→ WHAT YOU SHOULD DO
Please count the lines below that contain the word "green", and reply with that number alone.

Stored records

"""

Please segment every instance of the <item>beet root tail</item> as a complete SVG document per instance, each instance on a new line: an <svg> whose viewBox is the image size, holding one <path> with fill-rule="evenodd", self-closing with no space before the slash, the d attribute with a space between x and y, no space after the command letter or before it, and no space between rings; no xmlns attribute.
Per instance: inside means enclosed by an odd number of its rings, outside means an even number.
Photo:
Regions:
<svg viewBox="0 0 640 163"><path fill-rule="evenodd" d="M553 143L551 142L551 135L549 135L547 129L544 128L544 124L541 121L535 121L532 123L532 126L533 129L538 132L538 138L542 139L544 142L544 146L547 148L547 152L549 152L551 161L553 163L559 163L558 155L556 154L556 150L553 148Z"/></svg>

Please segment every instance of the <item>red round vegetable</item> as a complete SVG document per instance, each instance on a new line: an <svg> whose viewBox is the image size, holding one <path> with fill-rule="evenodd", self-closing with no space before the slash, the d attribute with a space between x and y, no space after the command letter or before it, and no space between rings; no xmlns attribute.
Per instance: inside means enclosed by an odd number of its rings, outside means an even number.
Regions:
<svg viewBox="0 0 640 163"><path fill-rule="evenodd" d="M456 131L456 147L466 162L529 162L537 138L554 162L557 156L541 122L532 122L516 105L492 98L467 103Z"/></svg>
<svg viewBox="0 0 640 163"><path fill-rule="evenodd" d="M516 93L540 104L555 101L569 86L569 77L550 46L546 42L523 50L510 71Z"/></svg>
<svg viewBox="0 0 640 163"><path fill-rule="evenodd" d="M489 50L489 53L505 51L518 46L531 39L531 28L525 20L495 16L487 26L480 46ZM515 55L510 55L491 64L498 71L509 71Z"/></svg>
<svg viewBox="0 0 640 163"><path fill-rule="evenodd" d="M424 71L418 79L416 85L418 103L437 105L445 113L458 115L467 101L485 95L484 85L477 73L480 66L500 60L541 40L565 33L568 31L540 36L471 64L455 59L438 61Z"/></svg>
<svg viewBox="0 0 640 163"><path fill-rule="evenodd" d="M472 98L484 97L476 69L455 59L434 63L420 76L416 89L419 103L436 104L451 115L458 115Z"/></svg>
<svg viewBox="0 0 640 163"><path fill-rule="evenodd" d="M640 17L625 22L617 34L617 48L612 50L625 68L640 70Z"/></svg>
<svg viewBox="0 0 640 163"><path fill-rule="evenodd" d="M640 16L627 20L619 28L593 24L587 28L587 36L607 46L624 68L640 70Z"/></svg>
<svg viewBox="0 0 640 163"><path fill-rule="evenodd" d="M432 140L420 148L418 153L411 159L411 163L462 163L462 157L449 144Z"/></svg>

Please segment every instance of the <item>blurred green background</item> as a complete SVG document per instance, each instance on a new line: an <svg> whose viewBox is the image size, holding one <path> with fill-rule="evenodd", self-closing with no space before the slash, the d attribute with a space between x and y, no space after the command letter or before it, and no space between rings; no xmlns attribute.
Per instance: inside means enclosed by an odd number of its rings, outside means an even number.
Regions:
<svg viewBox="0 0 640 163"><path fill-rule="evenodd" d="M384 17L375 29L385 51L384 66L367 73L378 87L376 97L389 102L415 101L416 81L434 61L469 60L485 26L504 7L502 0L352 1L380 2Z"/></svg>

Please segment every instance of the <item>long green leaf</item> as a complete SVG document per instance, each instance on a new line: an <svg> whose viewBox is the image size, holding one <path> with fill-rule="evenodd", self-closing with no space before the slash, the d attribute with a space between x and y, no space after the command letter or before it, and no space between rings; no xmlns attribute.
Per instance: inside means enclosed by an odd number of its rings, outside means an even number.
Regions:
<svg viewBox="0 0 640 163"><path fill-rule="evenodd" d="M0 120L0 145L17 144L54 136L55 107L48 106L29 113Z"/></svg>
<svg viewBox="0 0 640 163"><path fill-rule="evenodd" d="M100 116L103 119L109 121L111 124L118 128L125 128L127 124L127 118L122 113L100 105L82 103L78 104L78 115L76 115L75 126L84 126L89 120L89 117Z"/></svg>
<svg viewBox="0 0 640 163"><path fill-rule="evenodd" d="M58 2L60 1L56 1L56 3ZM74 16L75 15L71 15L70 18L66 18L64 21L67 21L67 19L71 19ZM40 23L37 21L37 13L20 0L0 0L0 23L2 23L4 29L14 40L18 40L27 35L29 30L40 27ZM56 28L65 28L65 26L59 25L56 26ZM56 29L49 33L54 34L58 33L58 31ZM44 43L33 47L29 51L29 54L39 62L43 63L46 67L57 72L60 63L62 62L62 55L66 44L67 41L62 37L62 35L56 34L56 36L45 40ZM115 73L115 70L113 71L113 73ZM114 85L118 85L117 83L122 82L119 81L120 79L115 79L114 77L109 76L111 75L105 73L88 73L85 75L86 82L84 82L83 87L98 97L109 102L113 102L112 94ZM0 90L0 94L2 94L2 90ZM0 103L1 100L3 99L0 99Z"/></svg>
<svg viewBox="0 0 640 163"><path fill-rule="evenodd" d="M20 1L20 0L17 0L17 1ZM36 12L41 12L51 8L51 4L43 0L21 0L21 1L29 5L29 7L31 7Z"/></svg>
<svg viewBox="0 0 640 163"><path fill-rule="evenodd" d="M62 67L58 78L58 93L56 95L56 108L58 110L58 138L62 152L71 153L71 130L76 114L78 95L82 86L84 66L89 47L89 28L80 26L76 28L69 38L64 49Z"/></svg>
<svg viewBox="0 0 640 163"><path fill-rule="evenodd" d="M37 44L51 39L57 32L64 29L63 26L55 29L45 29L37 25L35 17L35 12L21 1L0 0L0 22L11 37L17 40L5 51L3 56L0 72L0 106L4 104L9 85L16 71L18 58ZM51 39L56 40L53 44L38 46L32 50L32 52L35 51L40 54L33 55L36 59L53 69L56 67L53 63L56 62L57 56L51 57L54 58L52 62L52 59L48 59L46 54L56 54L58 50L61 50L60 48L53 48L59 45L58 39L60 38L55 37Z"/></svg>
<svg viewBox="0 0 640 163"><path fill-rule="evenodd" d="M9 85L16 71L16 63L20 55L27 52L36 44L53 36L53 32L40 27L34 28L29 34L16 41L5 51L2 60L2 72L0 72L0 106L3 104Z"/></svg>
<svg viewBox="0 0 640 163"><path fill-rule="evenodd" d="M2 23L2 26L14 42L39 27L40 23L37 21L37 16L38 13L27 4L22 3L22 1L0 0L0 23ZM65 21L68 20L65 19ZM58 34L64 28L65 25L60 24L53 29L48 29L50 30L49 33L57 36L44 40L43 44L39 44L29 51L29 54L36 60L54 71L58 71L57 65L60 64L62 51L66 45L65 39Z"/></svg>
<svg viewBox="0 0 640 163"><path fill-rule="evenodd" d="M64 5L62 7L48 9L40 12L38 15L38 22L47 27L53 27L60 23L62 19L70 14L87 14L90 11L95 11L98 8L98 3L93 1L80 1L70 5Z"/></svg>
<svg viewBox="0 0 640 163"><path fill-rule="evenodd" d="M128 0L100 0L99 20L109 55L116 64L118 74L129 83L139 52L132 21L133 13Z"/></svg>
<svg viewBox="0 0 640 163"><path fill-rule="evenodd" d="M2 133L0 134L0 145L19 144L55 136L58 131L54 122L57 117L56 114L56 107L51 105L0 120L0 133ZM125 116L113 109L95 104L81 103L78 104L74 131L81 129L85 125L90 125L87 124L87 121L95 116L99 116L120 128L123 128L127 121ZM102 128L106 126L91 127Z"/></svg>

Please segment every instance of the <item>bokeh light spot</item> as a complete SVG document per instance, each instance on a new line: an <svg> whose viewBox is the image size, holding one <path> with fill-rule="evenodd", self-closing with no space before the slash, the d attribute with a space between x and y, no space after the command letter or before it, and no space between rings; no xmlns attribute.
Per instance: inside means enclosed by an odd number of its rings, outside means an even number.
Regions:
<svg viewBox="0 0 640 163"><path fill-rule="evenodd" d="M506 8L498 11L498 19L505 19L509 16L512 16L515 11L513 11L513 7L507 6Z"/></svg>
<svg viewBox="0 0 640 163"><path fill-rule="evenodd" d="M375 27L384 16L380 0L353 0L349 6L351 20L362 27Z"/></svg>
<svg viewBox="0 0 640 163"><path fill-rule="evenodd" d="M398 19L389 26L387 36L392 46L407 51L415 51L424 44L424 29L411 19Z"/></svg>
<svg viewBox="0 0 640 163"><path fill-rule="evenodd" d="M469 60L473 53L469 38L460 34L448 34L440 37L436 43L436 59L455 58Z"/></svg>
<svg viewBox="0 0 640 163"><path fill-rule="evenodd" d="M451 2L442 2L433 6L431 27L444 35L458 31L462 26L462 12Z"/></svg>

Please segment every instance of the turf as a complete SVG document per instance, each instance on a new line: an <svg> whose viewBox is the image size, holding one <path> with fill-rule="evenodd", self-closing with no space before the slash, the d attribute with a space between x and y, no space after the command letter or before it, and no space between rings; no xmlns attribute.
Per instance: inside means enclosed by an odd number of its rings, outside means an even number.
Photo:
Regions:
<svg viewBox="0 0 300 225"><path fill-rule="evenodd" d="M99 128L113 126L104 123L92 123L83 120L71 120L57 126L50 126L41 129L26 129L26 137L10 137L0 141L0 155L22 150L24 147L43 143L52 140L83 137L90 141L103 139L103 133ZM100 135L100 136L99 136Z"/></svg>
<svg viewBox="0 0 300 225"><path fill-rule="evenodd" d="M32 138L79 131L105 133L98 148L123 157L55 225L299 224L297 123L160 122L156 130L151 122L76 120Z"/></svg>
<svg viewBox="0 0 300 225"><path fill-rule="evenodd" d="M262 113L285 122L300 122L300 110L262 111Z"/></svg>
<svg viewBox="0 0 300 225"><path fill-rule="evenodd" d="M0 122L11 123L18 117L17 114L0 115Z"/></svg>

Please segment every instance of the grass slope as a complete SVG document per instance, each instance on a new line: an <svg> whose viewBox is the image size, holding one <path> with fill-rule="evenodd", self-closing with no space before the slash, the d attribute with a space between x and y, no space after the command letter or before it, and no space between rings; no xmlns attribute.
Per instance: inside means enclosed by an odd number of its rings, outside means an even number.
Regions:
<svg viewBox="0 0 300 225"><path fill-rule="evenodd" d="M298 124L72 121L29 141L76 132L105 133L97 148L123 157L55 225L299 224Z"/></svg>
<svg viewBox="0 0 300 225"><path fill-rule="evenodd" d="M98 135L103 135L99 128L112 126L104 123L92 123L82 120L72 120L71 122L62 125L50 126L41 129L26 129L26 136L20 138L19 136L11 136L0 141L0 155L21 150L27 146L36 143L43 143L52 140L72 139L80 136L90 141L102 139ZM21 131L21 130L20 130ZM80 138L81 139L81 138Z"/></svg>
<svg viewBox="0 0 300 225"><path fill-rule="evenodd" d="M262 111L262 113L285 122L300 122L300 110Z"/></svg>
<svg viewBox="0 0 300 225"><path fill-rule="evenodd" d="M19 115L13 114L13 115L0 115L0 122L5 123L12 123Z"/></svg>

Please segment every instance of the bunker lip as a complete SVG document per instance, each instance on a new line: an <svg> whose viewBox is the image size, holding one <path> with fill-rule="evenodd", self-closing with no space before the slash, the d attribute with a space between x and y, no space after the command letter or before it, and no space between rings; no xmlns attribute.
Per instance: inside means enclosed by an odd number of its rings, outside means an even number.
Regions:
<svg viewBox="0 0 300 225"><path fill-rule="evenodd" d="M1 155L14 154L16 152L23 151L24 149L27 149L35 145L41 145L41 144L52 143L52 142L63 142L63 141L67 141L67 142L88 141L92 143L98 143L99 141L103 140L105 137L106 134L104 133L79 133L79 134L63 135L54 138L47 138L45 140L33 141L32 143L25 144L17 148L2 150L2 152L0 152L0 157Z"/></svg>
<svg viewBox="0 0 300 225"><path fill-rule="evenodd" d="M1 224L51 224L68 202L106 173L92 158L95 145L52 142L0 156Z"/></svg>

"""

→ ANSWER
2